FIG. 4 is a flowchart of paragraph level determination using a machine learning model in a method for constructing a document heading tree according to an embodiment of the present disclosure. Referring to FIG. 1 and FIG. 4, determining a paragraph level of each of the paragraphs in the document to be processed using a machine learning model, in a case where the rule matching is failed specifically may include:
S310: extracting a word vector sequence feature and a part-of-speech sequence feature from a current paragraph;
S320: inputting the word vector sequence feature and the part-of-speech sequence feature into the machine learning model; and
S330: outputting, by the machine learning model, the paragraph level of each of the paragraphs in the document to be processed.
In an example, the machine learning model may be adopted to make a binary-classification determination for the current paragraph, i.e., to determine whether the current paragraph is a document heading.
Since the document heading text is generally embodied as a summary statement in content, on the one hand, a word vector sequence may be used as a feature to extract semantic information, wherein a word vector is a technology that processes a word into a vector, and ensures that the relative similarity and semantic similarity between the vectors are related, and wherein the word vector is a vector obtained by mapping a word into a semantic space. On the other hand, the document heading text also has corresponding characteristics in the part-of-speech, and it is usually a combination of a noun and a gerund, such as “experiences summarizing” and “rules generalizing”. Therefore, a part-of-speech sequence may be added as an input feature of the machine learning model at the same time, so that the machine learning model can learn using the word vector sequence feature and the part-of-speech sequence feature.
In S310, word segmentation processing is performed on the current paragraph to be input into the machine learning model, to obtain the word vector sequence feature and the part-of-speech sequence feature of the current paragraph. The above features are input into the machine learning model in S320. In one example, the LSTM model may be adopted to determine the paragraph level of each of the paragraphs in the document to be processed. The determination formula of the LSTM model is as follows:
y=LSTM(x_emb,x_pos)
wherein x_emb represents a word vector sequence feature after word segmentation, x_pos represents a part-of-speech sequence feature after word segmentation, and y represents a final output result; wherein in a case where y is 1, it represents a prediction result indicating that the current paragraph is a document heading. In one implementation, corresponding weight values of document paragraphs recognized as headings by the LSTM model may be all set to a second predetermined value, such as 7; and in a case where y is 0, it represents a prediction result indicating that the current paragraph is not a document heading and assigned with a weight value of 100.

::::

TO DO |
[a] List each line in the records that contains the string "segment".
[b] Write the next part of the passage on determining paragraph levels with a machine learning model, continuing from its last sentence.

RECORDS PROVIDED |

::::

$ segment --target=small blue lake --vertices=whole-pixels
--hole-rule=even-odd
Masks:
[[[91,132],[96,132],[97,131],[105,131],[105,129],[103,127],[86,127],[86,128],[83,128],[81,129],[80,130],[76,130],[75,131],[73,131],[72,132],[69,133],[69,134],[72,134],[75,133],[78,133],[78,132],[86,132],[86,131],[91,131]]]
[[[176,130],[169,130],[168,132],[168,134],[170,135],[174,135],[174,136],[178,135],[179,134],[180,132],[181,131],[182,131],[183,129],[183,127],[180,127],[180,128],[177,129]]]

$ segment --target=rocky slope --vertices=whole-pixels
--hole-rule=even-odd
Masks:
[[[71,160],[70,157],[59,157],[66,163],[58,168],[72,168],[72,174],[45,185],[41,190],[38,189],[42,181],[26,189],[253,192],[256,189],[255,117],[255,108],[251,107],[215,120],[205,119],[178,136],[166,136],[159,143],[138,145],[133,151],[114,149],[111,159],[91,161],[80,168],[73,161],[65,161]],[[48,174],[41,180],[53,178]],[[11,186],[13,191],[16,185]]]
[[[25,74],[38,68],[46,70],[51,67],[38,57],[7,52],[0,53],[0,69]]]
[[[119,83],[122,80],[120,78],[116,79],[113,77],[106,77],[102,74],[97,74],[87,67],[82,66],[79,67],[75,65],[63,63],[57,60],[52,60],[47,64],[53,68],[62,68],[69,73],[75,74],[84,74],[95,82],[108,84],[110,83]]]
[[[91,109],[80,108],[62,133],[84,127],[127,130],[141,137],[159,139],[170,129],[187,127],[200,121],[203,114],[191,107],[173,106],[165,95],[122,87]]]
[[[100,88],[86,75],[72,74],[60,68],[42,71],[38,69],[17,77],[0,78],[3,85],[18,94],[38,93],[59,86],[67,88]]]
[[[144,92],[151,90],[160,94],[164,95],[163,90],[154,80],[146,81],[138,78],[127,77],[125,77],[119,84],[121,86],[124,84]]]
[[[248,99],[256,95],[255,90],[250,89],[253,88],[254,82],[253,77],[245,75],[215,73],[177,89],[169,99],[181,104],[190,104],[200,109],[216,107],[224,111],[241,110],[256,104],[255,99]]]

::::

ANSWER LIST |
[a]
$ segment --target=small blue lake --vertices=whole-pixels
$ segment --target=rocky slope --vertices=whole-pixels

[b]
The machine learning model adopted in the embodiment of the present disclosure has natural advantages in dealing with problems related to sequence features. The machine learning model is configured to learn the word vector sequence feature and the part-of-speech sequence feature, to obtain a convergent model for prediction, so as to achieve an ideal prediction effect.
In one implementation, in S120 in FIG. 1, constructing a document heading tree of the document to be processed based on the paragraph level of each of the paragraphs includes:
creating a root node of the document heading tree, and assigning a paragraph level corresponding to the root node as a highest level; and
adding a paragraph node corresponding to each of the paragraphs into the document heading tree according to the paragraph level of each of the paragraphs in the document to be processed.
As described above, the root node in the document heading tree represents the document itself. Firstly, the root node may be created, and since the paragraph level corresponding to the root node is assigned as the highest level, the root node is correspondingly assigned with a minimum weight value. For example, the root node may be assigned with a weight value of 0. Then, a paragraph node corresponding to each of the paragraphs in the document to be processed is added into the document heading tree. In the steps described above, the paragraph level of each of the paragraphs in the document to be processed has been recognized, and the weight value corresponding to each of the paragraphs can be obtained. According to the weight value, a paragraph node corresponding to each of the paragraphs may be added into the document heading tree, to construct a sorting tree. In the sorting tree, the weight value of the root node is smallest, a child node of the root node is a node corresponding to the primary-level heading, a child node of the node corresponding to the primary-level is a node corresponding to the secondary-level heading, and so on, until a bottom-level leaf node corresponds to the document main body.
The embodiment of the present disclosure can obtain a document heading tree with a hierarchical structure, and is suitable for various unstructured documents, such as a word document, a txt document, an html document, etc. The generated heading tree can be used to effectively mine the information contained in the document, and it is the basis of many applications such as typesetting format check, document classification, structured retrieval and document understanding.
FIG. 5 is a flowchart of document heading tree construction in a method for constructing a document heading tree according to an embodiment of the present disclosure. As illustrated in FIG. 5, in one implementation, adding a paragraph node corresponding to each of the paragraphs into the document heading tree according to the paragraph level of each of the paragraphs in the document to be processed may include:
S510: taking a first paragraph in the document to be processed as a current paragraph, and taking the root node as a last node of the document heading tree;
S520: comparing a paragraph level of the current paragraph with that of the last node;
S530: adding a paragraph node corresponding to the current paragraph into the document heading tree according to a comparison result;
S540: taking a next paragraph of the current paragraph as a new current paragraph, and taking a paragraph node corresponding to the current paragraph as a new last node; and
S550: for the new current paragraph and the new last node, repeating the comparing a paragraph level of the current paragraph with that of the last node, and the adding a paragraph node corresponding to the current paragraph into the document heading tree according to a comparison result.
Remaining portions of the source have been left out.